##### Document segment #####

Leaving the UK to Dubai

Moving from the UK to the UAE: The UK Tax Implications You Cannot Afford to Ignore

Expatriation May 18, 2026

The exodus of high-net-worth individuals from the United Kingdom is no longer a trickle. According to Henley & Partners, the UK is forecast to experience a net outflow of 16,500 millionaires in 2025 alone — one of the largest in the world. The UAE, with its zero personal income tax, no capital gains tax, and rapidly maturing financial infrastructure, has become the destination of choice for entrepreneurs, business owners, and wealthy families alike.

But the conversation about UAE relocation is too often dominated by what you gain — and not enough by what you must navigate to leave the UK correctly. This article focuses squarely on the UK side of the equation: income tax, capital gains tax, and most critically, inheritance tax — including the significant and frequently misunderstood risks of establishing a UAE foundation while you are still within the UK's inheritance tax net.

1. Why Clients Are Leaving — The UK Tax Burden

The numbers speak for themselves. A UK-resident business owner extracting dividends from a UK company pays up to 39% tax on those dividends. The same dividends paid to a non-UK resident shareholder in the UAE attract no UAE personal tax at all. That differential alone is enough to transform the financial case for relocation.

Beyond dividends, the accumulation of UK taxes on high earners is punishing:

  • Income tax: up to 45% effective rate for high earners
  • Capital gains tax: 24% on investment gains and 28% on carried interest
  • Inheritance tax: 40% on estates above £325,000 — a threshold that has been frozen for years

The 2026–2030 period is expected to accelerate this trend. Political uncertainty, increased scrutiny of non-domicile status, and ongoing changes to IHT thresholds have combined to make the UAE an increasingly rational choice for international families.

For wider background on the post-2025 changes to the UK tax base for internationally mobile individuals, see our guide to the new Foreign Income and Gains (FIG) regime.

2. Step One: Ceasing UK Tax Residency — The Statutory Residence Test

Before any UAE structuring is considered, the most important question is whether — and when — you have actually ceased to be UK tax resident. This is governed by the Statutory Residence Test (SRT), and it is considerably more nuanced than the popular "90-day rule" suggests.

We cover the SRT in more detail in our guide to UK residency rules for leavers and arrivers.

The "90-Day Myth"

Clients routinely tell their advisers that they plan to "spend less than 90 days in the UK" and assume this settles the matter. It does not. Depending on the number of ties you retain to the UK, you may be restricted to as few as 45 days before UK residence status is engaged for the tax year. The SRT operates as a matrix of days and ties — and a single misunderstanding can cost an entire year of non-resident status.

The Key UK Ties

The SRT ties that are most commonly overlooked by clients relocating to the UAE are:

Family tie: A spouse or civil partner, or minor children, who remain UK tax resident while you are abroad.

Accommodation tie: Retaining (or having available to you) a place to stay in the UK — including staying with family members.

Work tie: Performing more than three hours of substantive work on 40 or more days in the UK. A day counts as a working day if you work for three hours or more, regardless of whether you are at a UK office or on a call from a hotel room.

#####

**Set problem 1**
Name each UK tie that the article on moving from the UK to the UAE describes under "The Key UK Ties".
**Set problem 2**
Resume the article on moving from the UK to the UAE, writing on from its final sentence.

##### Data lines #####

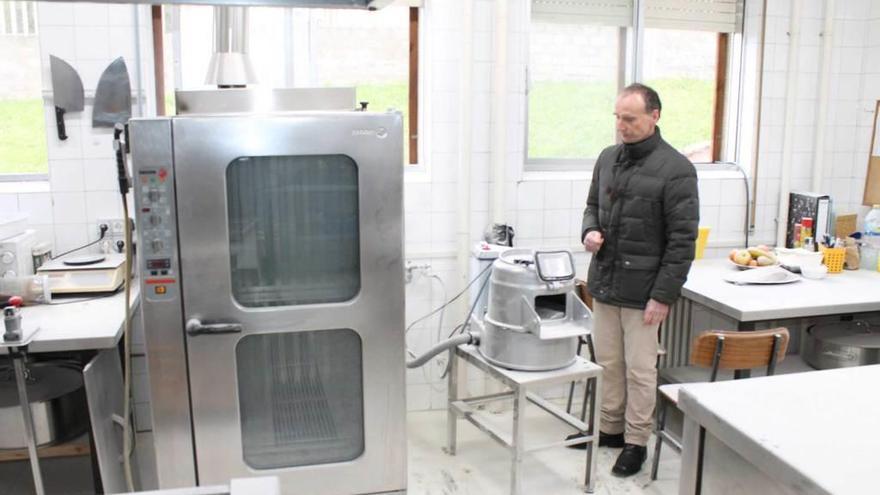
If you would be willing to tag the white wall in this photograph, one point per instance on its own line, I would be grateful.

#####

**Final answer 1**
- Family tie
- Accommodation tie
- Work tie

**Final answer 2**
Country tie: Available only to those who have been UK resident in any of the three preceding tax years. It is triggered if you spend more time in the UK than in any other single country in the relevant tax year. This means that even someone spending 80 days in the UAE and 81 days in the UK could satisfy this tie — with potentially serious consequences.

Timing of Departure

Ideally, a client departing the UK should do so on or shortly after 6 April — the start of the UK tax year — to avoid the complexity of Split Year Treatment. If departure occurs mid-year (say, in August), advisers must assess whether Split Year Treatment applies, splitting the year into a UK-resident period and a non-UK-resident period. If Split Year Treatment is not available, the client may be UK resident for income tax and CGT purposes for the entire tax year, even if they physically spent the majority of it abroad.

For mid-year departures, see our detailed guide to UK split-year treatment.

Practical Steps Before Departure

  • Obtain a full SRT analysis from a qualified UK tax adviser
  • Plan the timing of departure in relation to the UK tax year
  • Identify and reduce ties where possible (especially accommodation)
  • Create a day-counting and travel log system from day one
  • Consider the timing of business disposals or restructurings in relation to residency status

3. Step Two: Capital Gains and Income Tax After Departure

Ceasing UK tax residence removes you from the scope of UK income tax on non-UK source income and capital gains tax on non-UK assets. But several important income and gains obligations persist.

For the wider rules after departure, including UK property, temporary non-residence and remaining UK-source income, see our guide to UK taxation of non-residents.

Rental Income from UK Property

If you retain a UK property and let it out, the rental income remains subject to UK income tax. You must file UK Self-Assessment returns annually to report this income, even as a non-resident. The Non-Resident Landlord Scheme may apply, requiring your letting agent to deduct basic rate tax at source unless you hold an exemption certificate from HMRC.

Employment and Directorship

If you continue to provide services in the UK — including attendance at board meetings — the income attributable to those UK working days is subject to UK income tax. The question of whether management fees or director's fees paid from a UK company to a UAE-resident individual are subject to UK tax depends on where the work is actually performed and whether a double tax treaty applies.

Dividends from UK Companies

One of the most powerful tax planning opportunities available to non-UK residents is the ability to receive dividends from UK companies free of UK income tax. Once you have established genuine non-UK residence, dividends from UK companies are generally not subject to UK withholding tax and are not taxable in the UAE. The timing of dividend extraction — ensuring it falls in a period of non-UK residence but also not in the non-resident part of a split-year — is therefore a critical planning point.

The Departure Return

HMRC operates on a self-assessment basis. Whilst there is no formal obligation to notify HMRC of your departure, it is strongly advisable to file a final UK Self-Assessment return covering the period of UK residence and, where applicable, the non-resident period under Split Year Treatment. This creates a clear record of the date from which non-UK residence was established.

4. Step Three: The UK Inheritance Tax Tail — The Hidden Danger

This is where many clients — and even some advisers — have a significant and potentially costly blind spot.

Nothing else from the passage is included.